• Problem statement: Write only the number of lines in the data that contain the word "diagonal".

• Records supplied:
+--
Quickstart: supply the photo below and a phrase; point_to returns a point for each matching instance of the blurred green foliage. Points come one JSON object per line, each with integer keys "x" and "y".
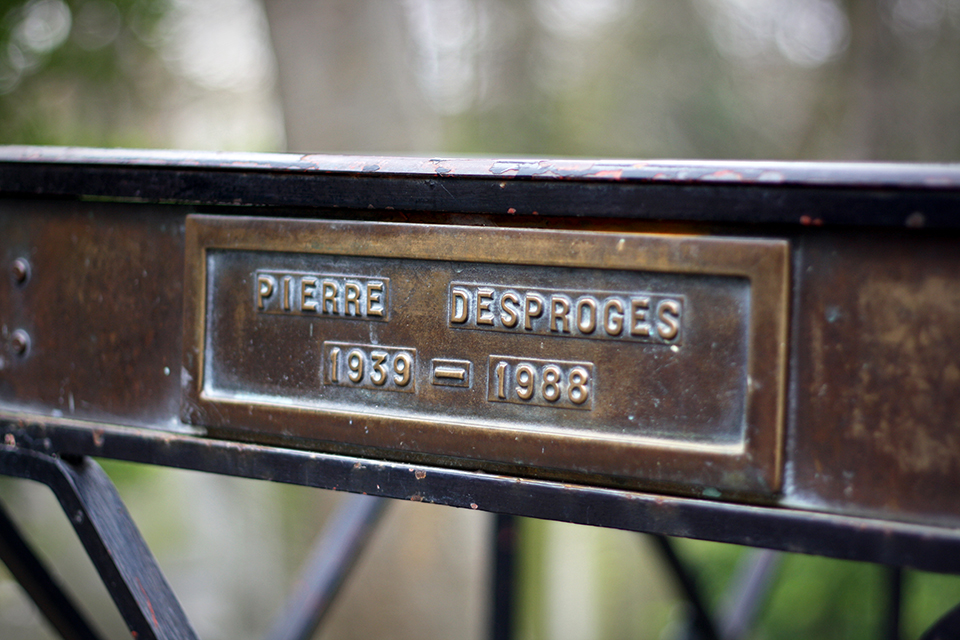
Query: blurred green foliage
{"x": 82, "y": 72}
+--
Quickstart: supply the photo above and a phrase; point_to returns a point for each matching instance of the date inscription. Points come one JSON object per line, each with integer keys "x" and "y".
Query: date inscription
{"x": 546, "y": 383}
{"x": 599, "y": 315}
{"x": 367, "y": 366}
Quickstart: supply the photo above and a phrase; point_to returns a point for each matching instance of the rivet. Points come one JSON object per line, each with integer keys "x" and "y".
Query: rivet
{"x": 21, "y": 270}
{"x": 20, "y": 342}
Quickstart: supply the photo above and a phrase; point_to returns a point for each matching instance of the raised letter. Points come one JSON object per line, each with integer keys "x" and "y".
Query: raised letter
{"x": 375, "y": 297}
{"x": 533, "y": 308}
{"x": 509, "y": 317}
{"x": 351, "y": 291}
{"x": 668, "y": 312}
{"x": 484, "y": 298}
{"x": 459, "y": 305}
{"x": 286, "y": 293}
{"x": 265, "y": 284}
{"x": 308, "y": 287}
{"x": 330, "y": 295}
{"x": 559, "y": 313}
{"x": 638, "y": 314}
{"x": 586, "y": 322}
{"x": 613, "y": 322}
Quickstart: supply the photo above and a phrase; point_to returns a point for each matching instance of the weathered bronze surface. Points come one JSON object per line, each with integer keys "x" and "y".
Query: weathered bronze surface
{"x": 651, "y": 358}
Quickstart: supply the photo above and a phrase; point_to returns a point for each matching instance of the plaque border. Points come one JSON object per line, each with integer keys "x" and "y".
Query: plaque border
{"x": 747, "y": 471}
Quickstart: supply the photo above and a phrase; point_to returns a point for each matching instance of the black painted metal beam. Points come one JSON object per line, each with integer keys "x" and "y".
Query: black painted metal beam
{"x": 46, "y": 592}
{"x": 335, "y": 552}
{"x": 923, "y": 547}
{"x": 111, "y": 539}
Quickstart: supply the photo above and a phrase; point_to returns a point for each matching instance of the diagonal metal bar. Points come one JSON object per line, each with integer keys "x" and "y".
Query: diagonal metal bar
+--
• Task solution: 2